▶ [WORK REQUEST 1]
Answer these questions using the green finance article:
(a) On which day is the Chancellor due to outline further policy responses to high energy costs?
(b) Which two strategies announced earlier this year are subject to delay and alteration?
(c) What organization does Richard Folland work for?
▶ [WORK REQUEST 2] Carry on the green finance article from its final paragraph in the same news-report style.

▶ [PAGE TEXT]
┌──
COP27 deadline for Green Finance Strategy likely to be missed, as investors await details on sustainable investment framework.
Investors are expecting details this week on the new UK government’s strategy on energy and inflation, but time is running out for updates on key climate and green finance policies ahead of COP27.
On Friday, incoming Chancellor Kwasi Kwarteng is due to outline further policy responses to high energy costs, including tax changes to pay for energy caps and boost economic growth. There remains, however, much uncertainty about the new administration’s plans to bolster green investment flows and support the development of low-carbon power sources and energy efficiency initiatives.
In particular, the previous government’s plans to update its Green Finance Strategy and launch a new Energy Security Strategy, both announced earlier this year, are subject to delay and alteration.
“The risk with the pause in the Energy Bill and the announcements on domestic oil and gas is that they will start to make investors doubt about the government’s overall commitment to the green finance strategy and related sustainability initiatives,” said Richard Folland, Senior Policy and Government Affairs Adviser at independent think tank Carbon Tracker.
└──
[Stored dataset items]
┌──
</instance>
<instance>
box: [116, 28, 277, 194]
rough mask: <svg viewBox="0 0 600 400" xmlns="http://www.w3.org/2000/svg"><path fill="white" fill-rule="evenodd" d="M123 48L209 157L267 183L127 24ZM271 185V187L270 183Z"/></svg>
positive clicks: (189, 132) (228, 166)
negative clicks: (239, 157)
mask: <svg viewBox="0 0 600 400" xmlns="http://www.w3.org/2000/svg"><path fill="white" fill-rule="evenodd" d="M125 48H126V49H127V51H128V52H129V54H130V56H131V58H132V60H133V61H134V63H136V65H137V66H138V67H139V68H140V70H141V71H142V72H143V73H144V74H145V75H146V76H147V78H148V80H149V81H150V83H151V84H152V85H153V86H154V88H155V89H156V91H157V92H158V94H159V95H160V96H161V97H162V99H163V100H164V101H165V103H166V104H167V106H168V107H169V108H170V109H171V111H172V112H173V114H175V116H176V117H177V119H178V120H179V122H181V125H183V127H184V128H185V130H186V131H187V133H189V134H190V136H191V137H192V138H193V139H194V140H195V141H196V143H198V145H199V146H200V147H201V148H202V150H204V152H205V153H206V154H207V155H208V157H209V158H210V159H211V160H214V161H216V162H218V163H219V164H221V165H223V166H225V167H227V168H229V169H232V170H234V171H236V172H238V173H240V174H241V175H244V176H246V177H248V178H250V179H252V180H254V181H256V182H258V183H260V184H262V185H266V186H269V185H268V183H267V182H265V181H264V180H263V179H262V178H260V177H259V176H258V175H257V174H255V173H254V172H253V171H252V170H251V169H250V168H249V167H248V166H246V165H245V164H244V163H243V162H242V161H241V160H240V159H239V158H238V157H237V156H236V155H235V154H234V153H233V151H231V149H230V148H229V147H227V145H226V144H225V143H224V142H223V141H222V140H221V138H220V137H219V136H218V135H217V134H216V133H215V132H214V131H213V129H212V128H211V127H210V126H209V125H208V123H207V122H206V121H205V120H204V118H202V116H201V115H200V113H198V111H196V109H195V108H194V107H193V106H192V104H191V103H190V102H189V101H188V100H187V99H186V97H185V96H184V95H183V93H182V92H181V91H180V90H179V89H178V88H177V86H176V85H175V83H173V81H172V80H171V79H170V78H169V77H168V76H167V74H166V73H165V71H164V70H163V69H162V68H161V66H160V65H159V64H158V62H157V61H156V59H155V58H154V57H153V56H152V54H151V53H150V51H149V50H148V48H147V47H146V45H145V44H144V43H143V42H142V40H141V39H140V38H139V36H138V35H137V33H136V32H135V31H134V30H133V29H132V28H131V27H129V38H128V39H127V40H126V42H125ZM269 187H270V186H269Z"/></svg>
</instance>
└──
▶ [EXPECTED ANSWER 1]
(a) Friday
(b) The Green Finance Strategy and the Energy Security Strategy
(c) Carbon Tracker, an independent think tank

▶ [EXPECTED ANSWER 2]
Delays are partly due to changes in personnel and priorities in the new cabinet, including appointment of Jacob Rees-Mogg as Secretary of State at the Department for Business, Energy and Industrial Strategy (BEIS), which is responsible for both initiatives, as well as disruptions to legislative timetables caused by the change of government and death of Queen Elizabeth II.
These factors could further slow the introduction of key elements of the Roadmap to Sustainable Investment, unveiled last year by HM Treasury to help direct capital to low-carbon and green investments, building on the 2019 Green Finance Strategy, which committed the UK to reporting in line with the Task Force on Climate-related Financial Disclosures (TCFD).
The roadmap outlined a raft of measures including the introduction of the UK’s environmental taxonomy, Sustainable Disclosure Requirements (SDRs) and the recommendations of the Transition Plan Taskforce.
“The UK risks falling further behind the EU, both in terms of the taxonomy and leadership on green finance more broadly,” said Oscar Warwick Thompson, Head of Policy and Communications at UK Sustainable Investment and Finance Association (UKSIF).
The CEOs of UKSIF, the Principles for Responsible and Investment and the Institutional Investors Group on Climate Change today sent a letter to new Prime Minister Liz Truss calling for “a clear policy vision” for the UK’s net zero transition, including near-term actions and milestones “so that investors can deliver investment at scale and the shift in capital allocation required to make net zero a reality”.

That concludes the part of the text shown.